═════ Dataset entries ═════

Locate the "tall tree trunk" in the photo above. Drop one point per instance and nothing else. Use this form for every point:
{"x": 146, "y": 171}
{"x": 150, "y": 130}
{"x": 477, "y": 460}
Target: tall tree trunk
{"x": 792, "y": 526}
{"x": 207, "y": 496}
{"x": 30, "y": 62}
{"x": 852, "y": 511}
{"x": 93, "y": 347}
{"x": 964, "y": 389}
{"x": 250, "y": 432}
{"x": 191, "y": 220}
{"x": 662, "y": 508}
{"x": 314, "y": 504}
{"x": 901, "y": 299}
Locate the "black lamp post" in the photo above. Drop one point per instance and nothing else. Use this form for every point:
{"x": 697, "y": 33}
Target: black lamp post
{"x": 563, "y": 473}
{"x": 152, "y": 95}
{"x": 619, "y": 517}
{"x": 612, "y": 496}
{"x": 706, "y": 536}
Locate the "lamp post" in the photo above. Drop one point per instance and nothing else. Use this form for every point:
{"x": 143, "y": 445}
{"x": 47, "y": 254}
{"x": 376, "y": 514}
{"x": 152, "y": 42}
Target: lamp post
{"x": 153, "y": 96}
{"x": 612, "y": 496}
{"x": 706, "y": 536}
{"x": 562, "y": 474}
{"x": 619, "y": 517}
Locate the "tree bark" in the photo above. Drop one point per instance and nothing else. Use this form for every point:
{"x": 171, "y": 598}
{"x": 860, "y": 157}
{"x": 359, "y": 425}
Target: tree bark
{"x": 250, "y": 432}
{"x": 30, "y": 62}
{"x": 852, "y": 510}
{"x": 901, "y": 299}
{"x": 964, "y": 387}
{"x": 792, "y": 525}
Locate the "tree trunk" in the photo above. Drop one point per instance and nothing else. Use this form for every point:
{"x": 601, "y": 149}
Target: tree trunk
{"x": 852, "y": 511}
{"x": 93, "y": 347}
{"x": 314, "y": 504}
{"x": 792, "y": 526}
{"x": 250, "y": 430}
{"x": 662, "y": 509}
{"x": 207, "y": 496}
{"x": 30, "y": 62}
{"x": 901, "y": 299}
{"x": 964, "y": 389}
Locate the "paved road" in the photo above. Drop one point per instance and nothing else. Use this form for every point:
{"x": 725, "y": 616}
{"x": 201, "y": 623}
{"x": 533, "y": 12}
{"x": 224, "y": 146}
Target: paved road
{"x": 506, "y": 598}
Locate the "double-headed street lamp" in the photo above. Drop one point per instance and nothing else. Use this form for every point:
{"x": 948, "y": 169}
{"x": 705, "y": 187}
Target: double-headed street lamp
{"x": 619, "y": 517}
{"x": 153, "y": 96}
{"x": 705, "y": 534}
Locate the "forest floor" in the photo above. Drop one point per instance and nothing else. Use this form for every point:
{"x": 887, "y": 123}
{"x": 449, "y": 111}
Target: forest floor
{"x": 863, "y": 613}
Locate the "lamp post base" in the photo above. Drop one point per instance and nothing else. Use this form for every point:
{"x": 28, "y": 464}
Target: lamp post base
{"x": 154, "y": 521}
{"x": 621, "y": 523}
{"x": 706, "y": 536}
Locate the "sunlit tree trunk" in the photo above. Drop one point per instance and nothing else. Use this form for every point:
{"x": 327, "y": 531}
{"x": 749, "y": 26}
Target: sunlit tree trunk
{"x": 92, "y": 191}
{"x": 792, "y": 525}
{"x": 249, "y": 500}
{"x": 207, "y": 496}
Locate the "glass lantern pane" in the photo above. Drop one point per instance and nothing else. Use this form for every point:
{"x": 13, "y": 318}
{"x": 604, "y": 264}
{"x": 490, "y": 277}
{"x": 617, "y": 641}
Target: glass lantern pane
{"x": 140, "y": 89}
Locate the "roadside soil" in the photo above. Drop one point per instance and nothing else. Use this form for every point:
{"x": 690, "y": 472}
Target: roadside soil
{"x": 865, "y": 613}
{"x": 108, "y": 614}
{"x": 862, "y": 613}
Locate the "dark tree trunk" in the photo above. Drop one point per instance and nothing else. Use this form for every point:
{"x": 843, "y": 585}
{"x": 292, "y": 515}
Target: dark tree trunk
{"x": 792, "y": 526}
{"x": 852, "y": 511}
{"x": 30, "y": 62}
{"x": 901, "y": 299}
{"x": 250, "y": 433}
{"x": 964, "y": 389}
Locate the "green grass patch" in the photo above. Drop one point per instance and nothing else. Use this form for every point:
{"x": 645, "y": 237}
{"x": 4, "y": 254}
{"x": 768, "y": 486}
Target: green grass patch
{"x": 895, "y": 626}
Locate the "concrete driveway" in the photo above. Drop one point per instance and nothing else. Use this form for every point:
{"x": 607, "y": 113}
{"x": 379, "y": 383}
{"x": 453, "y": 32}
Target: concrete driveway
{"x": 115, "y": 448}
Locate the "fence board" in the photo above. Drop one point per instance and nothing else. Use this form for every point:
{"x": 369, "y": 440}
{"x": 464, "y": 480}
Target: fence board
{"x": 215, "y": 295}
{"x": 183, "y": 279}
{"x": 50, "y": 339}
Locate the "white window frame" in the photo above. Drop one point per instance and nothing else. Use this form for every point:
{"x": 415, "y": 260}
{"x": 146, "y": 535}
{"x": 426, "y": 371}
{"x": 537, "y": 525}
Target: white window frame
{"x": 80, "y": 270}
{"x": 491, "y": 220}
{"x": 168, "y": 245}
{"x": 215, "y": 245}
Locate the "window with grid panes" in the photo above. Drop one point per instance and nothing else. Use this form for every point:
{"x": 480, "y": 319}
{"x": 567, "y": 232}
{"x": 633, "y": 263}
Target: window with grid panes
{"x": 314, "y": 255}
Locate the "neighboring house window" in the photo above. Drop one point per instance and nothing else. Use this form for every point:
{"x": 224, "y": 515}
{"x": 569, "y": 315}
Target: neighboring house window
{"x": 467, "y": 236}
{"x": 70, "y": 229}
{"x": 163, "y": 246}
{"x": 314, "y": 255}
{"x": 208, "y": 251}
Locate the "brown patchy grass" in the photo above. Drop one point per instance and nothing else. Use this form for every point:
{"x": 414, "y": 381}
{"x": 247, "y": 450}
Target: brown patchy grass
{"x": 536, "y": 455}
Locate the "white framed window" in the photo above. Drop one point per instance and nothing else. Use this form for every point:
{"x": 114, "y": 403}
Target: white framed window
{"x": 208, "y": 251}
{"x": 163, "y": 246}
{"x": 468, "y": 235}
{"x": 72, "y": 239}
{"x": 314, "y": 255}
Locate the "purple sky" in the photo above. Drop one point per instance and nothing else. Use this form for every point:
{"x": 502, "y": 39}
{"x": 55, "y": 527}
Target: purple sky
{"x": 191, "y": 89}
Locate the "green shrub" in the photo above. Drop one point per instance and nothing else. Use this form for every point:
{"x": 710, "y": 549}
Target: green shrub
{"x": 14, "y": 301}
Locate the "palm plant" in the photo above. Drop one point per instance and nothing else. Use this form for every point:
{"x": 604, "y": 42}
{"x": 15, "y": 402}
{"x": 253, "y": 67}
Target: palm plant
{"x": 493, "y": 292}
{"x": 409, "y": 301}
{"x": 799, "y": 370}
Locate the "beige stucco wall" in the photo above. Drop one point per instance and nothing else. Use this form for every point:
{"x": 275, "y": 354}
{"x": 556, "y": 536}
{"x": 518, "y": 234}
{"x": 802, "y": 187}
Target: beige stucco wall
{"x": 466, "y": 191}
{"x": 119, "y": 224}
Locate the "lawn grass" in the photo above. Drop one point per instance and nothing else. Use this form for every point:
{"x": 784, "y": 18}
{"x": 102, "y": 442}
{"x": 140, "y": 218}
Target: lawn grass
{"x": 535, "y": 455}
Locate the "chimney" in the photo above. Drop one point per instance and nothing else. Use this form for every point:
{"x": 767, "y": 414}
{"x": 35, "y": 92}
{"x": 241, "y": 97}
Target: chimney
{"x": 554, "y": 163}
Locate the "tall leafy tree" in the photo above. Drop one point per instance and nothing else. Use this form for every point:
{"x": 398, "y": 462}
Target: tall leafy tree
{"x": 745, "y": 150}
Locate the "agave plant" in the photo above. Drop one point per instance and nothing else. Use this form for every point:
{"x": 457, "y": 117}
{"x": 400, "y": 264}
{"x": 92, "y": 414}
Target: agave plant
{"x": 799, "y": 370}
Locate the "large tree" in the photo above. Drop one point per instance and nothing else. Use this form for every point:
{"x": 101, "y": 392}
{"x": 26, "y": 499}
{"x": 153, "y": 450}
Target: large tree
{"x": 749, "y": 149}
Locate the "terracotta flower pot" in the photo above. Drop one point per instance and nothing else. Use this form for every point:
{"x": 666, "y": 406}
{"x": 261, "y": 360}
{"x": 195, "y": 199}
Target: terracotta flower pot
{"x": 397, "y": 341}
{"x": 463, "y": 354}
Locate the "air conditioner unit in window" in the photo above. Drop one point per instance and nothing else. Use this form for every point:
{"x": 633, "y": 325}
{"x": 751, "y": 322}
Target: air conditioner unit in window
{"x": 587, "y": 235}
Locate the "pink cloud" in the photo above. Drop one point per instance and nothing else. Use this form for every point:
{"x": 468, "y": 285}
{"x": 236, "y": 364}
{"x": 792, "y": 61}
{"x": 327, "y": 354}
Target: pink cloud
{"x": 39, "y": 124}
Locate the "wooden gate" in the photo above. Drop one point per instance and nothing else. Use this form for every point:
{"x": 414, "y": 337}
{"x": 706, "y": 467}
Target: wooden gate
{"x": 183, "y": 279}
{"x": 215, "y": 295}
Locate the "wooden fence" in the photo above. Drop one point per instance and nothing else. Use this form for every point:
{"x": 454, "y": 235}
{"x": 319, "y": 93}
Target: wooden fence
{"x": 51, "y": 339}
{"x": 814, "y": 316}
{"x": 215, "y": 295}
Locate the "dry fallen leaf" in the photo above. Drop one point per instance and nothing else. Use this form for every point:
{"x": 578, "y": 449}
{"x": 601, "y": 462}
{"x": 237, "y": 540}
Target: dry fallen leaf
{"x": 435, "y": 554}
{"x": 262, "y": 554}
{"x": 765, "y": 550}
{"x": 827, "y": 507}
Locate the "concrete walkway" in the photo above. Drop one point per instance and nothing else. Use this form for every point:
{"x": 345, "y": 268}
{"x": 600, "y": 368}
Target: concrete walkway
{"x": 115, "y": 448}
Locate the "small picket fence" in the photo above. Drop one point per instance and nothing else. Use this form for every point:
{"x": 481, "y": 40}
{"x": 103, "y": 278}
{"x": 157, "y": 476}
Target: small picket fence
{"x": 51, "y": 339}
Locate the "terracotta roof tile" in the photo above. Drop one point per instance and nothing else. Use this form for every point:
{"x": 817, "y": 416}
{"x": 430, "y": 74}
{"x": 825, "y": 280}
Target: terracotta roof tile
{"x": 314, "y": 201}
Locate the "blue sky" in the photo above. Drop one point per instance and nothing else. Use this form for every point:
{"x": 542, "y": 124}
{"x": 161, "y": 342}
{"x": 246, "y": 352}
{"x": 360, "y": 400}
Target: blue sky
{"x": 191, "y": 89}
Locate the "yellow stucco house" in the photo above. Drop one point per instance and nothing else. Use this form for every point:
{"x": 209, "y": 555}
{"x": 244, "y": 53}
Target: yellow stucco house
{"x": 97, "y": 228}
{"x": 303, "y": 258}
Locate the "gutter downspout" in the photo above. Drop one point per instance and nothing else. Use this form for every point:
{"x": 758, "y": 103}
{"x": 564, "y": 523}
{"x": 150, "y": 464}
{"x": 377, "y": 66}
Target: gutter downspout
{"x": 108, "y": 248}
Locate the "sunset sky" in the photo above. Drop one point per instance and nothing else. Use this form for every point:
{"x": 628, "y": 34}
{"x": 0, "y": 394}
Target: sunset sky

═════

> [Try it] Nothing but a number should be given: how many lines in the records hold the word "sunset".

> [Response below] 2